## Start
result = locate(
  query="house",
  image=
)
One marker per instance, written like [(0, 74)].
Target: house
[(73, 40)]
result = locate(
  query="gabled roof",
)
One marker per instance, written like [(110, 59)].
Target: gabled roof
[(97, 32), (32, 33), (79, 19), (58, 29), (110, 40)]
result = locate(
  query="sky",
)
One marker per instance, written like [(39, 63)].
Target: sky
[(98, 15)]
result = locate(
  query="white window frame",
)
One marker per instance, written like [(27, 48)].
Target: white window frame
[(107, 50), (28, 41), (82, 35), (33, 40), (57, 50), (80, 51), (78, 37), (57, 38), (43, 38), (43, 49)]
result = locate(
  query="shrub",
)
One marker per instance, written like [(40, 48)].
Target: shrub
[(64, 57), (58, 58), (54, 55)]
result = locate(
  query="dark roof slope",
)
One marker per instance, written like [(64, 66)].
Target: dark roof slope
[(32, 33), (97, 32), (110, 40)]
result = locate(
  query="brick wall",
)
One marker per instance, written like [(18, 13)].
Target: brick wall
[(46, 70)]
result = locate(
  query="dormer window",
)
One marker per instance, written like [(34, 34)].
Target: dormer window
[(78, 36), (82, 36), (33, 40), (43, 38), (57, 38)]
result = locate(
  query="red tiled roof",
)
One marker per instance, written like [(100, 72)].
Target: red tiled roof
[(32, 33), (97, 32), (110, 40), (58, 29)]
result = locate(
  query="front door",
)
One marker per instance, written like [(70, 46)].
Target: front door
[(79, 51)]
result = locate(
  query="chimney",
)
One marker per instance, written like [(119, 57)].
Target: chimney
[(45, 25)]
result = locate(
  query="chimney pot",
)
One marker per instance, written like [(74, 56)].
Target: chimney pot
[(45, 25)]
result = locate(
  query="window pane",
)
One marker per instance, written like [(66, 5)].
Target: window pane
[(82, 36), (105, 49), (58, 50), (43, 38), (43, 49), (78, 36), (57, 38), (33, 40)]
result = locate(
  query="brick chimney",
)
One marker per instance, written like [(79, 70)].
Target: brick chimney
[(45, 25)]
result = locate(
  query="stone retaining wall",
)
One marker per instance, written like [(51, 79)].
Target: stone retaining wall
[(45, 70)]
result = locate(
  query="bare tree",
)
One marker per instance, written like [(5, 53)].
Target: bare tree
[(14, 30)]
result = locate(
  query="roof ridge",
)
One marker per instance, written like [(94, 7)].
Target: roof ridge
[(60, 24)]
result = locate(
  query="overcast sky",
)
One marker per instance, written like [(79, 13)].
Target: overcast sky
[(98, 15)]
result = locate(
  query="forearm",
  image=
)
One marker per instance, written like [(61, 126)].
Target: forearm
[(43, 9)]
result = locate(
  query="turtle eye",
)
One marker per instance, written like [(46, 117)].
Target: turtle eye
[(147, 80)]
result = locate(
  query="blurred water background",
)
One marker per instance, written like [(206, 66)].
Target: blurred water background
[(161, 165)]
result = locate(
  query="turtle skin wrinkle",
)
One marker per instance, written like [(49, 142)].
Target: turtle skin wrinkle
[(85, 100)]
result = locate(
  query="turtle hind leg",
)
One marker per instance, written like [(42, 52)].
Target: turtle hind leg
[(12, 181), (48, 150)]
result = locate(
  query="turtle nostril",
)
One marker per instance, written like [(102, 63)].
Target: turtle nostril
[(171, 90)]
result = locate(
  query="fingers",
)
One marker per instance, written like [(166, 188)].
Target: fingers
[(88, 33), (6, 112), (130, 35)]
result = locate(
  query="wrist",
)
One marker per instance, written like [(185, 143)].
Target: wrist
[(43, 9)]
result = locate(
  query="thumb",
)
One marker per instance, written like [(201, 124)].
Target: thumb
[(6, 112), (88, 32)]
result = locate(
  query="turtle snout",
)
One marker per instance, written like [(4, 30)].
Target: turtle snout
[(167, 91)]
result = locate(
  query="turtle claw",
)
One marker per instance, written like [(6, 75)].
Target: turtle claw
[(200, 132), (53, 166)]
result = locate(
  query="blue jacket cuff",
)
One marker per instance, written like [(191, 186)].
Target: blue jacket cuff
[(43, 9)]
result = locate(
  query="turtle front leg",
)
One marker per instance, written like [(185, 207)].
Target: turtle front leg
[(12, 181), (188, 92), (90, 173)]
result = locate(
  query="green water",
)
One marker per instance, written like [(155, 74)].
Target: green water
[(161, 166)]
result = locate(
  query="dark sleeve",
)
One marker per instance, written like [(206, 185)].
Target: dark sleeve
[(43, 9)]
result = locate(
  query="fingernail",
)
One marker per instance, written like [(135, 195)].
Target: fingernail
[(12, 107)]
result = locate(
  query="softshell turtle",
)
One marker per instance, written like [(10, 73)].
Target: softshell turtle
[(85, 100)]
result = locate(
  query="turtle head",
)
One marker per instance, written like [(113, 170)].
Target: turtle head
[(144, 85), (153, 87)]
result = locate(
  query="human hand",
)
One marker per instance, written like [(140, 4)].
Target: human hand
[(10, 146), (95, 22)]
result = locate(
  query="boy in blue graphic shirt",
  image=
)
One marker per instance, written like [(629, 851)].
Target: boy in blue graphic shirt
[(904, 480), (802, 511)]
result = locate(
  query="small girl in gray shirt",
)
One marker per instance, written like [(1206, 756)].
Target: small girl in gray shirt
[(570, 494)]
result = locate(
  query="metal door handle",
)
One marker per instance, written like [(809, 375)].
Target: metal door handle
## End
**TASK TO COMPLETE:** Make an exact copy of all the data.

**ANSWER BELOW:**
result = locate(
  query="house",
  image=
)
One marker per instance, written like [(0, 74)].
Target: house
[(73, 40)]
result = locate(
  query="gabled roof",
)
One marker per instance, written like [(110, 59)].
Target: gabled roof
[(97, 32), (32, 33), (79, 19), (58, 29), (110, 40)]
result = locate(
  query="sky",
)
One marker per instance, written like [(39, 63)].
Target: sky
[(98, 15)]
result = locate(
  query="white window frame",
)
One marker per instance, written like [(27, 48)].
Target: white window frame
[(107, 50), (28, 41), (82, 35), (33, 40), (57, 50), (80, 51), (78, 37), (57, 38), (43, 38), (43, 49)]
result = locate(
  query="shrub",
)
One marker per instance, written like [(40, 48)].
Target: shrub
[(64, 57), (58, 58), (54, 55)]
result = locate(
  query="dark roof slope",
)
One marker per instance, written like [(64, 66)].
Target: dark roof slope
[(32, 33), (97, 32), (110, 40)]
result = locate(
  query="brick wall",
)
One marker per instance, written like [(18, 13)].
Target: brick wall
[(46, 70)]
result = locate(
  query="dormer window",
)
One marker per instance, written like [(34, 34)].
Target: dormer window
[(78, 36), (82, 36), (33, 40), (43, 38), (57, 38)]
result = locate(
  query="red tiled roof",
)
One marker per instance, written like [(100, 72)].
Target: red tiled roof
[(32, 33), (97, 32), (110, 40), (58, 29)]
result = locate(
  query="front door",
)
One marker per instance, written like [(70, 46)].
Target: front door
[(79, 51)]
result = locate(
  query="chimney",
)
One marker per instance, written like [(119, 57)].
Target: chimney
[(45, 25)]
result = locate(
  query="chimney pot",
)
One marker per instance, written like [(74, 56)].
Target: chimney pot
[(45, 25)]
result = locate(
  query="window pane",
)
One marker per instance, written like [(66, 5)].
Target: window pane
[(82, 36), (105, 49), (58, 50), (43, 38), (43, 49), (78, 36), (57, 38), (33, 40)]
result = locate(
  query="brick chimney",
)
One marker per instance, written like [(79, 70)].
Target: brick chimney
[(45, 25)]
result = locate(
  query="stone retaining wall",
)
One marker per instance, written like [(51, 79)].
Target: stone retaining wall
[(45, 70)]
result = locate(
  query="bare tree",
)
One marker per instance, written like [(5, 53)].
Target: bare tree
[(14, 30)]
result = locate(
  query="roof ridge",
)
One marker per instance, written like [(94, 7)].
Target: roof ridge
[(60, 24)]
result = locate(
  query="overcast sky",
)
One marker per instance, written like [(79, 13)].
Target: overcast sky
[(98, 15)]
result = locate(
  query="forearm",
  image=
)
One marker per instance, written like [(61, 126)].
Target: forearm
[(43, 9)]
result = locate(
  query="turtle eye",
)
One marker per instance, written like [(46, 117)].
Target: turtle eye
[(147, 80)]
result = locate(
  query="blurred water background",
)
One marker per instance, written like [(206, 66)].
Target: blurred water background
[(161, 165)]
result = locate(
  query="turtle skin wrinkle",
)
One marker per instance, written like [(49, 142)].
Target: turtle skin wrinkle
[(85, 100)]
result = locate(
  query="turtle hind leg",
)
One marker per instance, written like [(42, 52)].
Target: turtle hind leg
[(12, 181), (48, 150)]
result = locate(
  query="turtle nostril",
)
One marker per instance, written like [(102, 63)].
Target: turtle nostril
[(171, 90)]
result = locate(
  query="fingers",
)
One marker per instance, written like [(166, 188)].
Target: fingers
[(88, 33), (6, 112), (130, 35)]
result = locate(
  query="wrist",
)
One marker per instance, written like [(185, 143)].
Target: wrist
[(43, 9)]
result = locate(
  query="thumb",
)
One marker per instance, written like [(201, 124)].
Target: thumb
[(6, 112), (88, 32)]
result = locate(
  query="turtle snout",
)
One marker per instance, written like [(4, 30)].
Target: turtle snout
[(167, 91)]
result = locate(
  query="turtle claw",
)
One marker per instance, written like [(6, 75)].
Target: turtle claw
[(200, 132), (53, 166)]
result = locate(
  query="blue jacket cuff",
)
One marker per instance, written like [(191, 186)].
Target: blue jacket cuff
[(43, 9)]
result = locate(
  query="turtle front leg",
)
One marker per instance, written like [(185, 207)].
Target: turtle front leg
[(12, 181), (188, 92), (90, 173)]
result = locate(
  query="green water",
)
One marker per instance, written like [(155, 74)].
Target: green water
[(161, 166)]
result = locate(
  query="dark sleeve",
)
One marker per instance, written like [(206, 185)].
Target: dark sleeve
[(43, 9)]
result = locate(
  query="fingernail",
)
One marker per instance, written like [(135, 195)].
Target: fingernail
[(12, 107)]
result = locate(
  query="softshell turtle",
)
One marker per instance, written like [(10, 73)].
Target: softshell turtle
[(85, 100)]
result = locate(
  query="turtle head",
)
One marker per instance, written like [(113, 170)].
Target: turtle head
[(144, 85), (153, 87)]
result = locate(
  query="human hand",
)
One marker per instance, written like [(140, 4)].
Target: human hand
[(10, 146), (95, 22)]
result = locate(
  query="boy in blue graphic shirt",
  image=
)
One marker per instance, written like [(629, 851)].
Target: boy in blue graphic shirt
[(904, 480), (802, 511)]
result = locate(
  query="small girl in gray shirt",
)
One marker per instance, written like [(1206, 756)].
Target: small girl in gray shirt
[(570, 494)]
result = locate(
  query="metal door handle",
)
One marker per instance, written like [(809, 375)].
Target: metal door handle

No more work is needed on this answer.